Aim of the exercise:
Write out every line in the items below that contains the string "Target".

### Data section ###

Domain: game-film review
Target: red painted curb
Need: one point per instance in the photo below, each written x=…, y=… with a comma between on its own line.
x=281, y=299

###
### Data section ###

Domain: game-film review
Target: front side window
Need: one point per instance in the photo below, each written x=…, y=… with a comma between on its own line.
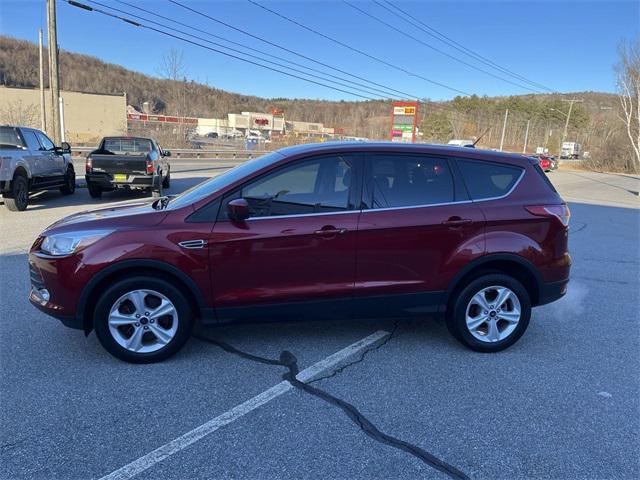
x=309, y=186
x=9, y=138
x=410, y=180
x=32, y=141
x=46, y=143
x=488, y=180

###

Reply to the exercise:
Target: red painted curb
Target: front side window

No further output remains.